Excerpts from James Wellard, Desert Pilgrimage.


As we leaned over the wall, looking out towards the west, I learnt that several of the monks were, even now, out there in the cliffs, pursuing their private orisons. One of these hermits, a former monk of Baramous, was of special interest, for he seemed to me to be a direct descendant of the original desert ascetics. His name was Abuna Abd el-Masih, and this is what I learnt about him as I stood on the monastery ramparts.

Around midnight, Abuna Abd el-Mashi comes out of his cave in the Libyan Desert and stands with his hands held palm upwards in the same posture the first Christians used when praying. His lips move as he looks up into the sky. Sometimes he kneels and touches the ground with his forehead. For the rest of the night he still continues his prayers and genuflections as he had been doing for the last thirty-two years.

Abuna Abd el-Masih is a Coptic monk and he is seventy-two years old. Forty years ago he walked the 1,500 miles from his village in Ethiopia to the monastery of Baramous on the edge of the Western Desert, some seventy miles north-west of Cairo. He spent five years behind the high walls of this Egyptian monastery, distinguishing himself by the severity of his penances, until he found the company of the dozen other monks distracted him from his aim of total mortification. He decided, therefore, to go out into the desert which surrounds Baramous, to dig his own cave, and to spend the rest of his life in complete solitude communing with his Maker.

In those early days when he was younger the Ethiopian hermit used to walk once a week three miles back to the monastery to get bread, beans, dates, and a jerry-can of water. Now that he is an old man, the monks of Baramous take his meagre rations out to him. He exchanges ritual greetings with his brothers, but that is all. He wants to know nothing about what is going on in the outside world and has no interest in that world any more. He refuses to see visitors, and the monks of the nearby monastery where I spent two days and a night were gently but firmly opposed to my approaching his cave.

=-=-=-=-=

§ **STATED PROBLEM A**: Print the passage above about the hermit Abuna Abd el-Masih in full, word for word.

[A run of records]
=-=-=-=-=

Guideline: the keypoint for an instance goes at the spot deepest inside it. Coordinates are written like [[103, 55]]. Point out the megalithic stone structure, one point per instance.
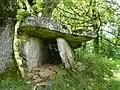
[[41, 32]]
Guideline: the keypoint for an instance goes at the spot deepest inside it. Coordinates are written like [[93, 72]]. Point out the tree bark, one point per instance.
[[7, 23], [65, 52]]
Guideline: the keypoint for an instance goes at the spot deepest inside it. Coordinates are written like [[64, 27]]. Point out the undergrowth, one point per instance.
[[91, 73]]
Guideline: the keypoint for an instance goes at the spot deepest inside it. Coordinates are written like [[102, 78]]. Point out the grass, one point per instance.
[[92, 73]]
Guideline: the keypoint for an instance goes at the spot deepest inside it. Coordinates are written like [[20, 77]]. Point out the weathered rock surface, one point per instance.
[[50, 30], [35, 51]]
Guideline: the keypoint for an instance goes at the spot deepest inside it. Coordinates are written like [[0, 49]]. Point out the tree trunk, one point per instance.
[[7, 23], [65, 52]]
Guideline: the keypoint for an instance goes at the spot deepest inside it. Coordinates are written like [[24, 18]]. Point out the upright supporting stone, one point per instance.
[[65, 52], [35, 52]]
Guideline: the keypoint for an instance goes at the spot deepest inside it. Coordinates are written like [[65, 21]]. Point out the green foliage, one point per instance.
[[13, 83], [96, 75]]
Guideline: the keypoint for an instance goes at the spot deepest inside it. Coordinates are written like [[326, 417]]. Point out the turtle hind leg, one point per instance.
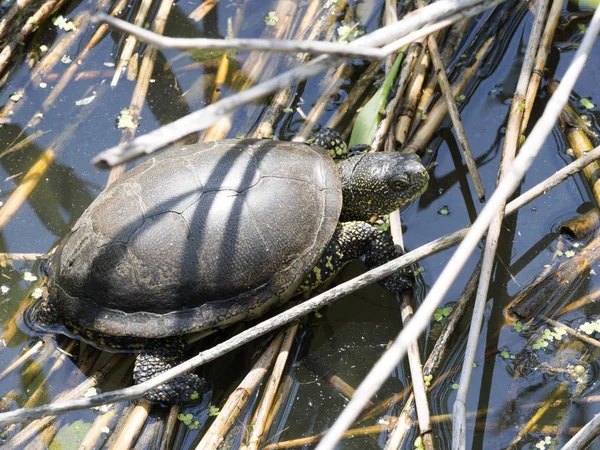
[[160, 355]]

=-=-=-=-=

§ **STATED PROBLEM B**: Reproduce every line of the records above, requests included, and decrease each coordinate in the answers by adding -74 to it, while leaving the coordinates in the requests and their format samples unchanged. Leave the pictures out.

§ **WORKED SOLUTION A**:
Excerpts from James Wellard, Desert Pilgrimage.


As we leaned over the wall, looking out towards the west, I learnt that several of the monks were, even now, out there in the cliffs, pursuing their private orisons. One of these hermits, a former monk of Baramous, was of special interest, for he seemed to me to be a direct descendant of the original desert ascetics. His name was Abuna Abd el-Masih, and this is what I learnt about him as I stood on the monastery ramparts.

Around midnight, Abuna Abd el-Mashi comes out of his cave in the Libyan Desert and stands with his hands held palm upwards in the same posture the first Christians used when praying. His lips move as he looks up into the sky. Sometimes he kneels and touches the ground with his forehead. For the rest of the night he still continues his prayers and genuflections as he had been doing for the last thirty-two years.

Abuna Abd el-Masih is a Coptic monk and he is seventy-two years old. Forty years ago he walked the 1,500 miles from his village in Ethiopia to the monastery of Baramous on the edge of the Western Desert, some seventy miles north-west of Cairo. He spent five years behind the high walls of this Egyptian monastery, distinguishing himself by the severity of his penances, until he found the company of the dozen other monks distracted him from his aim of total mortification. He decided, therefore, to go out into the desert which surrounds Baramous, to dig his own cave, and to spend the rest of his life in complete solitude communing with his Maker.

In those early days when he was younger the Ethiopian hermit used to walk once a week three miles back to the monastery to get bread, beans, dates, and a jerry-can of water. Now that he is an old man, the monks of Baramous take his meagre rations out to him. He exchanges ritual greetings with his brothers, but that is all. He wants to know nothing about what is going on in the outside world and has no interest in that world any more. He refuses to see visitors, and the monks of the nearby monastery where I spent two days and a night were gently but firmly opposed to my approaching his cave.

§ **WORKED SOLUTION B**:
Guideline: the keypoint for an instance goes at the spot deepest inside it. Coordinates are written like [[103, 55]]. Point out the megalithic stone structure, one point per instance.
[[-33, -42]]
Guideline: the keypoint for an instance goes at the spot deepest inside it. Coordinates are written like [[93, 72]]. Point out the tree bark, one point per instance.
[[-67, -51], [-9, -22]]
Guideline: the keypoint for an instance goes at the spot deepest inside it. Coordinates are written like [[64, 27]]. Point out the undergrowth, one point per instance.
[[17, -1]]
Guideline: the keypoint for an instance goes at the spot deepest inside it. Coordinates are written like [[102, 78]]. Point out the grass, one point per instance.
[[18, -1]]
Guideline: the keypoint for an instance goes at the spot deepest inside it. Coordinates are written like [[20, 77]]. Point out the weathered rock surface, one point per instance.
[[-24, -44], [-39, -23]]
Guideline: the keypoint for an instance goes at the spot deepest inside it. Coordinates are written like [[0, 49]]. Point out the tree trunk, one point per instance.
[[-67, -51], [-9, -22]]
Guideline: the keypoint for an instance goes at the spot deepest inside it. Coordinates are written like [[24, 18]]. Point out the upright supporting stone, one point per instance.
[[-9, -22], [-39, -22]]
Guideline: the keypoint for an instance goes at the spot deepest inside it. Coordinates are written like [[65, 21]]. Point out the green foliage, one point per instance.
[[-61, 9], [22, 1]]
Guideline: the keypoint for an instance goes at the spot deepest inside it. Coordinates are written like [[326, 417]]. Point out the turtle hind leg, one point per instance.
[[86, 281]]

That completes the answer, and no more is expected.